* Stated task
Lay out the data below as a two-column CSV with the headers "request" and "answer", with one row per request, each field quoted and any line breaks replaced by spaces. Omit the pictures.

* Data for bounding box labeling
★ ★ ★ ★
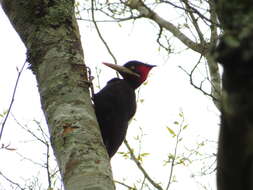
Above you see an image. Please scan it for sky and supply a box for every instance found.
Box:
[0,4,219,189]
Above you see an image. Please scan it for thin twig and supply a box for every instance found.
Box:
[46,143,52,189]
[124,139,163,190]
[0,171,25,190]
[114,180,137,190]
[0,61,27,140]
[91,0,119,77]
[178,55,217,100]
[166,115,184,190]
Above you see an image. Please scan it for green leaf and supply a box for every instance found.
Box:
[174,121,179,125]
[166,127,176,137]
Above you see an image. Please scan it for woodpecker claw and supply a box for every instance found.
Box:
[72,64,94,100]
★ ★ ★ ★
* Answer for this exercise
request,answer
"Above you see an image. Please scan it for sky and supply a box for every instance found. Box:","[0,4,219,189]"
"Above you see an image. Please scan it for thin twig and supply a box for every instance found. Box:","[46,143,52,189] [124,139,163,190] [0,171,25,190] [114,180,137,190] [0,61,27,140] [91,0,119,77] [178,55,217,100] [166,115,184,190]"
"Above you see an image. Please scan it for green leaf and supply a box for every instance found. Box:","[174,121,179,125] [166,127,176,137]"
"Above you see an image. Please scan it for woodpecker claw and supply a box for every instance found. Box:","[72,64,94,100]"